__文書抜粋__
^^^^^^^^
表題番号:1997A-338 日付:2002/02/25
研究課題潤滑剤の非線形粘弾性特性がジャーナル軸受の運転安定限界特性に及ぼす影響
研究者所属(当時) 資格 氏名
(代表者) 理工学部 助教授 富岡 淳
研究成果概要
潤滑剤の諸特性を改善するために多量の高分子重合物を添加した潤滑油は、非線形の粘弾性挙動を示すことが知られている。しかし、ジャーナル軸受によって支持された軸の安定性に関する研究は、潤滑剤としてニュートン流体を用いた場合のみで、そのレオロジ方程式の複雑さから粘弾性流体に対する研究はほとんどなされていない。そこで本研究では、粘弾性流体に対する潤滑方程式の解法として微小振動の過程を用いた線形化手法による解析を提案し、潤滑剤の粘弾性特性がジャーナル軸受の運転安定限界特性に及ぼす影響を明らかにすることを目的とする。
^^^^^^^^
__保存済み記録__
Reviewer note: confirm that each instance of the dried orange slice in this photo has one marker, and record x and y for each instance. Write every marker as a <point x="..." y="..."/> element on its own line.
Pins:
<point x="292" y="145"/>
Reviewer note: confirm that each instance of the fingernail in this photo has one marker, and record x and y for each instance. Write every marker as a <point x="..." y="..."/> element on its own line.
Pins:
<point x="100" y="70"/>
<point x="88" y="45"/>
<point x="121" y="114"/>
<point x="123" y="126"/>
^^^^^^^^
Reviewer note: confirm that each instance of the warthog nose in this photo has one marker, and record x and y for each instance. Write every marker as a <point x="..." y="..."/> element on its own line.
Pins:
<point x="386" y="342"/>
^^^^^^^^
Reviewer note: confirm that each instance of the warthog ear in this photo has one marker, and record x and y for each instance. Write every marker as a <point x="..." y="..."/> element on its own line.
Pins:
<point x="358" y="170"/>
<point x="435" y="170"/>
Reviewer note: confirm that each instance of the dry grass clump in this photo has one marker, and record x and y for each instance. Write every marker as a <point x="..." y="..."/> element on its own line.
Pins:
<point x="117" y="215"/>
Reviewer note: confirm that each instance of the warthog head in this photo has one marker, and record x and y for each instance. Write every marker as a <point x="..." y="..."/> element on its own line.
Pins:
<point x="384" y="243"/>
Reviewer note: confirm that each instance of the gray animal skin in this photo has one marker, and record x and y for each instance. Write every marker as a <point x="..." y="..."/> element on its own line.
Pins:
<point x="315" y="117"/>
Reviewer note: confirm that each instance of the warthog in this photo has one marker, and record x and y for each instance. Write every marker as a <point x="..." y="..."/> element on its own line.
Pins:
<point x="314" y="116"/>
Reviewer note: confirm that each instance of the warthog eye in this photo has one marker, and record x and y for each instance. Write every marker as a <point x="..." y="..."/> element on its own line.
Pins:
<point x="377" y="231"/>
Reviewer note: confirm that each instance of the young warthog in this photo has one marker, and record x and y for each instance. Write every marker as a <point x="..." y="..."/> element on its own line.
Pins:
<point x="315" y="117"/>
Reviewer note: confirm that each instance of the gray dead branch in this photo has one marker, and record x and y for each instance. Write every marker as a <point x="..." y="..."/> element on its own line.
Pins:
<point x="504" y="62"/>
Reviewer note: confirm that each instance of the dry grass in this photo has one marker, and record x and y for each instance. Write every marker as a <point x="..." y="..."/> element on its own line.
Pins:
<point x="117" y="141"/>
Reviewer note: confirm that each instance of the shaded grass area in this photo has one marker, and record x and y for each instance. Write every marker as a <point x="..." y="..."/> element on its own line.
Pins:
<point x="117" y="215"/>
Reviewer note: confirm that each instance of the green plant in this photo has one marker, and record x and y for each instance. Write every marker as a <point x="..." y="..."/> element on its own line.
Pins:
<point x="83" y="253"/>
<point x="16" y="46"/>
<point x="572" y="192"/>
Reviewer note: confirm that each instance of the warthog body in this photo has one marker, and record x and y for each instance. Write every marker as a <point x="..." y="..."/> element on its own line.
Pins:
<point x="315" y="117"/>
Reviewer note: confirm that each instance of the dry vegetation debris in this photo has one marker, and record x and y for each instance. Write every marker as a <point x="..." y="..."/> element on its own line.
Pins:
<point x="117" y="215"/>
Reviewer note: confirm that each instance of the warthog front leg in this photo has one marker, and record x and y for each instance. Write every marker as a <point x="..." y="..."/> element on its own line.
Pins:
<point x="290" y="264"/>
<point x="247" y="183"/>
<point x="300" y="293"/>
^^^^^^^^
__やること__
ジャーナル軸受の研究成果概要を、最後の文の後から書き進めよ。

__結果__
 本研究では、粘弾性モデルとしてばねとダッシュポットが直列に結合されたマックスウェルモデルを用いる。マックスウェルモデルに対するレオロジ方程式と、連続の条件式、および力の釣り合い条件式を連立させることにより、粘弾性流体に対する潤滑方程式を得る。この潤滑方程式を解くために、ジャーナルの微小振動を仮定し、油膜の弾性係数および粘性係数に対応する微分方程式の誘導を行い、これより油膜係数を算出する。この結果をもとに微小振動時の油膜力を求め、ジャーナルの運動方程式と連立させることによってその特性方程式を求め、これを解くことによりジャーナルの運転安定限界特性を求める。
 その結果、潤滑剤の粘弾性特性がジャーナル軸受の安定限界に及ぼす影響として、粘弾性流体ではニュートン流体に比較して、低偏心率では不安定領域が広がり、高偏心率では逆に安定領域が広がるという結論を得た。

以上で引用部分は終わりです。